Start EXERCISE MATERIAL

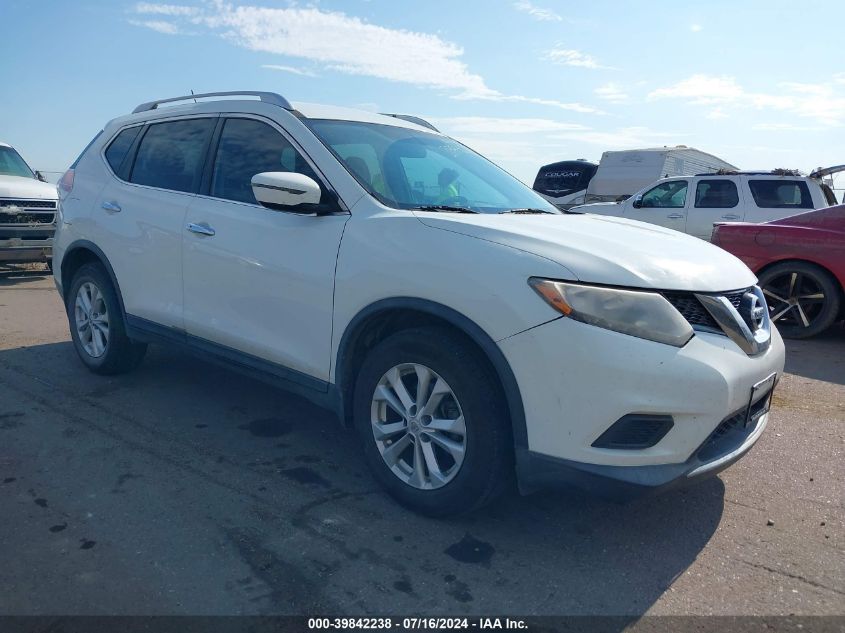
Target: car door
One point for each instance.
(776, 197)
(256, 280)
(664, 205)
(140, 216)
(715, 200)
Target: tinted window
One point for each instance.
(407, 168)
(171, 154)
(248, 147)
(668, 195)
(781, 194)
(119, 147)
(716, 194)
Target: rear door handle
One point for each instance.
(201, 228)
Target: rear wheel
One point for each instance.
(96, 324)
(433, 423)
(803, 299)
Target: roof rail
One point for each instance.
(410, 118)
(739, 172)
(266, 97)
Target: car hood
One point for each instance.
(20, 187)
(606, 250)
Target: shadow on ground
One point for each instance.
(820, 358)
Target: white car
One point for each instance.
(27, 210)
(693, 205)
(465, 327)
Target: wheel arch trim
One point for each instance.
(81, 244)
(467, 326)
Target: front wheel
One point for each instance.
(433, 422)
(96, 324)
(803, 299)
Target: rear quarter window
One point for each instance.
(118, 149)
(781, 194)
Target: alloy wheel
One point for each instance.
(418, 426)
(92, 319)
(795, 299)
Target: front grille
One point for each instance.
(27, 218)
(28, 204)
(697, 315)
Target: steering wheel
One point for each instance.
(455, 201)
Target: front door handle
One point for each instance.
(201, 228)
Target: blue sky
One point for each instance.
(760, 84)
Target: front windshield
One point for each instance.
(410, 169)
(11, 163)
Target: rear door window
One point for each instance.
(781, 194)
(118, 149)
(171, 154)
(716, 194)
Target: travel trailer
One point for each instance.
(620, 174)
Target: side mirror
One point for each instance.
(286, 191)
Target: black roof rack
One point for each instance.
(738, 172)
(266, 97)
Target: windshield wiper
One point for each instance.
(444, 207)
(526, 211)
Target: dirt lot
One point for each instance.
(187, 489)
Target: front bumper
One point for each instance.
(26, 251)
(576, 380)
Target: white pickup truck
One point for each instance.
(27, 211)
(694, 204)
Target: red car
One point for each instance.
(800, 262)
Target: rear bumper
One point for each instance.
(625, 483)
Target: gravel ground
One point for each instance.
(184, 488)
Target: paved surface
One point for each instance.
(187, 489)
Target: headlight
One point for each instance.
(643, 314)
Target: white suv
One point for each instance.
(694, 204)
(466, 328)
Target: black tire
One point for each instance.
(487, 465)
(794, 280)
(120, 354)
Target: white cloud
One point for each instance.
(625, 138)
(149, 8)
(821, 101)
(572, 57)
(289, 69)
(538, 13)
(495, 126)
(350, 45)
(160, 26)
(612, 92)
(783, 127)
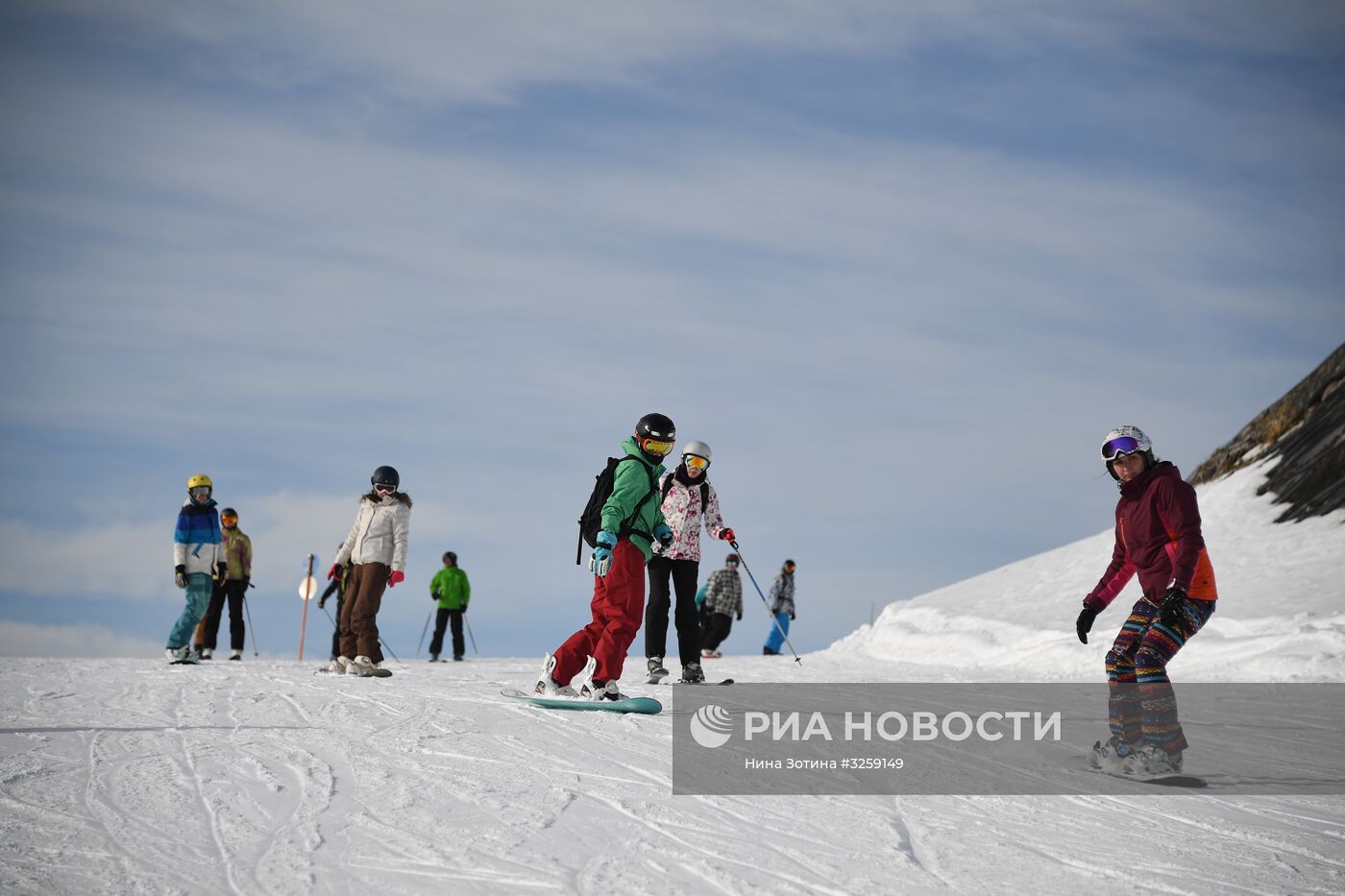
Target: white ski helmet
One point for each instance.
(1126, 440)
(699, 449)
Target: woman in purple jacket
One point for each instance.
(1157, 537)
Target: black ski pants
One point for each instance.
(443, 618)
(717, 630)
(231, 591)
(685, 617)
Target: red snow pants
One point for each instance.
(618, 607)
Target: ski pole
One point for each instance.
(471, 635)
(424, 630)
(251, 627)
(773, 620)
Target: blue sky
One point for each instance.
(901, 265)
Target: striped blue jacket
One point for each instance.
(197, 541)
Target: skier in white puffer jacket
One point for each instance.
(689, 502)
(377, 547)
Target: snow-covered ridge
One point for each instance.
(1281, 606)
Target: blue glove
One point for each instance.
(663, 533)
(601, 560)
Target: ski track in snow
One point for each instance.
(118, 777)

End EXERCISE MATERIAL
Start EXERCISE MATERIAL

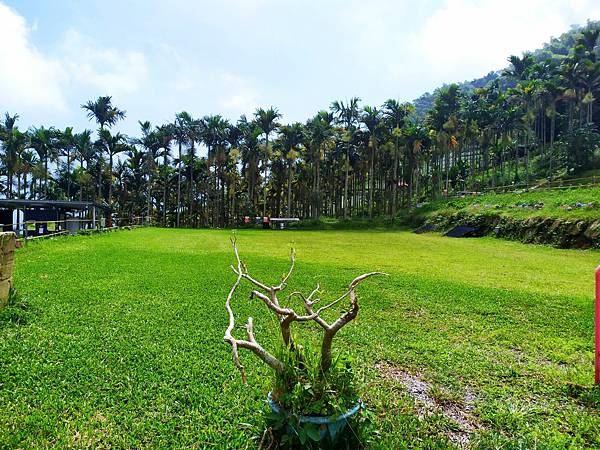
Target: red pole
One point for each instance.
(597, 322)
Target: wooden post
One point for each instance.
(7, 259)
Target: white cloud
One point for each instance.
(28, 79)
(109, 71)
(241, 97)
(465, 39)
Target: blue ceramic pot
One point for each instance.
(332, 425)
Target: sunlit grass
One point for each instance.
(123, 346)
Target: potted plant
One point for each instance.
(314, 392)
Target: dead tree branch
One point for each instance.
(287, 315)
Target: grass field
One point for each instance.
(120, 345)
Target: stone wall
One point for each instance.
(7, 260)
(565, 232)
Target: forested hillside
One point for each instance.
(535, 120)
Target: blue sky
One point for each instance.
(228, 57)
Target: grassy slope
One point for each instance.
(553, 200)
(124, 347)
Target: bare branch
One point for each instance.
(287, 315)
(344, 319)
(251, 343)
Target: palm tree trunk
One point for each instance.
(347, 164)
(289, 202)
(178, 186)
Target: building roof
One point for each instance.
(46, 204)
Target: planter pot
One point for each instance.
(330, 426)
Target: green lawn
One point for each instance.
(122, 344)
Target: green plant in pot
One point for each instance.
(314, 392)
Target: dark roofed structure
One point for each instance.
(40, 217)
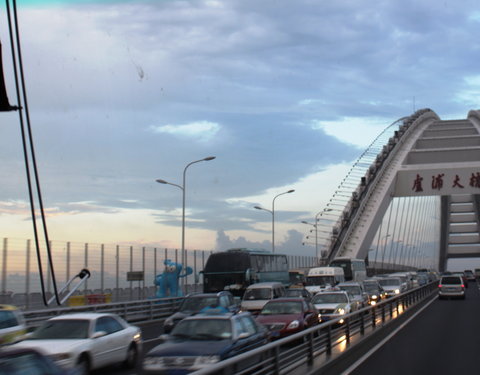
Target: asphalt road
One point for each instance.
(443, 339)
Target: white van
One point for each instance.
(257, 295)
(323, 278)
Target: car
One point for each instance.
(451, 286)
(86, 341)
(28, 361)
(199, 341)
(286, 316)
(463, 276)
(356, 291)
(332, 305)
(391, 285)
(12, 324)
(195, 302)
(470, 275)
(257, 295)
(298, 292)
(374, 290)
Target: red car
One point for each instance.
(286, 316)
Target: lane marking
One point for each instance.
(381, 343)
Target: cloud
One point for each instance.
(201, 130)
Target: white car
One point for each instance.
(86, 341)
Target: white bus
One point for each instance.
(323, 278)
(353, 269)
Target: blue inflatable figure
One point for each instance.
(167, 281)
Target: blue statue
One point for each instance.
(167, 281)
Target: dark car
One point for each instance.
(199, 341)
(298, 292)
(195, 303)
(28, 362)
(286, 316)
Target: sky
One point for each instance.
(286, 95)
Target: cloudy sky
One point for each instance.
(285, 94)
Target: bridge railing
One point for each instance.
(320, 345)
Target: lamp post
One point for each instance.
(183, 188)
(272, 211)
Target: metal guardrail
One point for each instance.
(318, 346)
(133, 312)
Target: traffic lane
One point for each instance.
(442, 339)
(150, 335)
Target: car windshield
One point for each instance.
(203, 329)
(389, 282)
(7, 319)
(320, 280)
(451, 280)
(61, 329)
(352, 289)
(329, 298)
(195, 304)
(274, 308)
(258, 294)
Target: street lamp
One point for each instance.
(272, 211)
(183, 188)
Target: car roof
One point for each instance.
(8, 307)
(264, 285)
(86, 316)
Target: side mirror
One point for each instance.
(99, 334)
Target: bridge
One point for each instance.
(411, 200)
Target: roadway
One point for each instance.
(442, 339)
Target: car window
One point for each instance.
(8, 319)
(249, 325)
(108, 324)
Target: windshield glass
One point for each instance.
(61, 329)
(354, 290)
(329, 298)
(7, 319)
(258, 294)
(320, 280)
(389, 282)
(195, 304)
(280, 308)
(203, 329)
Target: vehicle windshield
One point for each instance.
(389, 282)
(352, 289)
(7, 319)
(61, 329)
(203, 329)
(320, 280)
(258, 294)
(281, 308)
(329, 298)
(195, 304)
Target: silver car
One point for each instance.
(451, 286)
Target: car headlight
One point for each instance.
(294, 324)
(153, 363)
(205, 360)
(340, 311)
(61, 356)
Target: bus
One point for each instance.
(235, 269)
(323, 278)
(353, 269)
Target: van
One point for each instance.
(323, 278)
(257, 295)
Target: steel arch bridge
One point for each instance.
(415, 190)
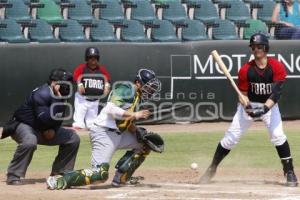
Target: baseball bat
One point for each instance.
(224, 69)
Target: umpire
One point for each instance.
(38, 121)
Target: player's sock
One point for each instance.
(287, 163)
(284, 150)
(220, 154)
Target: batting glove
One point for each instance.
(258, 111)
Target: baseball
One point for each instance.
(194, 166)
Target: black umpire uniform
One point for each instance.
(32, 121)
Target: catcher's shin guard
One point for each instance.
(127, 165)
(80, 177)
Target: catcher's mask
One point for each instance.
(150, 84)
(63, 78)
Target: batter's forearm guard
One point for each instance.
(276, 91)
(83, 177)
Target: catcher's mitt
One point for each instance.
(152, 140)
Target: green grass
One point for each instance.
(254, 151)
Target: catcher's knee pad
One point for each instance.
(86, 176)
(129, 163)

End EXERCISE MATERIAL
Start EXERCISE MATERIAL

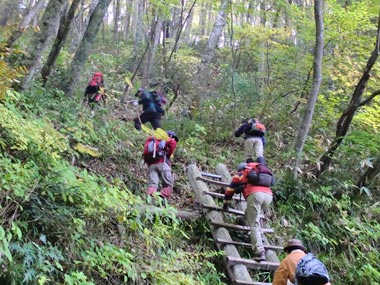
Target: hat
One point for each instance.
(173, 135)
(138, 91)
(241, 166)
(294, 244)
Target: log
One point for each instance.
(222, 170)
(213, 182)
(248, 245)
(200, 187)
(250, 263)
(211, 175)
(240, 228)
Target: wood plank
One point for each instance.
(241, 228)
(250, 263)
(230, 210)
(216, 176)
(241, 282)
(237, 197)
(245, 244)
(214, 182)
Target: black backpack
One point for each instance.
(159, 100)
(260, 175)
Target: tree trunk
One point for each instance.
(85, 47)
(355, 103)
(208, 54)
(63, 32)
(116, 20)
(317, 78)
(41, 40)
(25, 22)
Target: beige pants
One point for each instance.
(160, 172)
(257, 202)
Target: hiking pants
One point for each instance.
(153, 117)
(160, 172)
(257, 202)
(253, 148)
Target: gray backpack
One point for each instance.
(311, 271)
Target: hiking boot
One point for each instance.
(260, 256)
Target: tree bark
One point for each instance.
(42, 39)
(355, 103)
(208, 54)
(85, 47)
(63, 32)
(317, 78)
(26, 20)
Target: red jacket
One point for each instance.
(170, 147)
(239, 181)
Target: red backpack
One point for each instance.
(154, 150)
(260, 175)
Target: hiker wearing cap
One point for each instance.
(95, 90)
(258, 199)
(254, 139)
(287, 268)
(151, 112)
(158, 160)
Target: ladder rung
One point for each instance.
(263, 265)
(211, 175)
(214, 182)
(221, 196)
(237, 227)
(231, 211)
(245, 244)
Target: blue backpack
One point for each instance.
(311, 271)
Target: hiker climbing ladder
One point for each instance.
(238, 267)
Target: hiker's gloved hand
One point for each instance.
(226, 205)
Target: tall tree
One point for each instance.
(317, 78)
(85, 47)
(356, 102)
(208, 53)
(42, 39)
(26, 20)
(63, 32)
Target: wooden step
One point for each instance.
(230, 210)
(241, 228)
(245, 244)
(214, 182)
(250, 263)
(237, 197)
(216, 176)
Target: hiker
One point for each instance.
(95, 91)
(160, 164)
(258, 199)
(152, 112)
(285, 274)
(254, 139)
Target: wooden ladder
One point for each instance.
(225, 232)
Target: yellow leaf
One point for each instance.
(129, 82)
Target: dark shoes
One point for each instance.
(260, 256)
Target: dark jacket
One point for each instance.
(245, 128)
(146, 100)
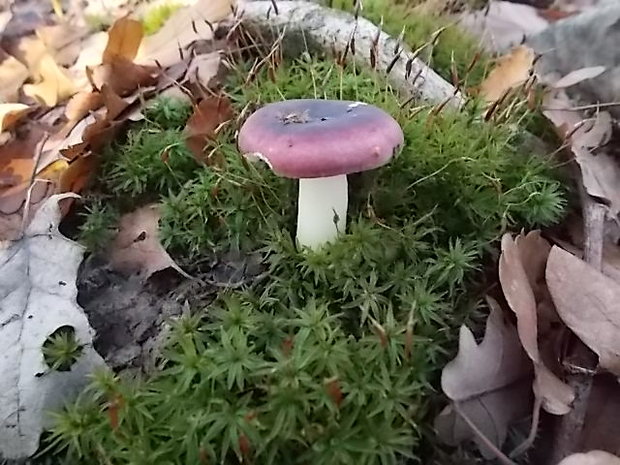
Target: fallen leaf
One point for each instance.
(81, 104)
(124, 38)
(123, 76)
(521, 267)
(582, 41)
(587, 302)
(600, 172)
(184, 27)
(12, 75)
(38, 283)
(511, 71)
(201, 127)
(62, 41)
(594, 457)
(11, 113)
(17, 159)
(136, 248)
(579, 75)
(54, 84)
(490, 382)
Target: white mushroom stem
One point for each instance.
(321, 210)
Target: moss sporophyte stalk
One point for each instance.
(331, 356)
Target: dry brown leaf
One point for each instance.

End EXERCISE MATERIAL

**INSTRUCTIONS FOR THE TASK**
Count the lines in the rows above that contain the string "dark", treating uppercase and lowercase as distinct, and give only the number.

**RESPONSE TO THE EXERCISE**
4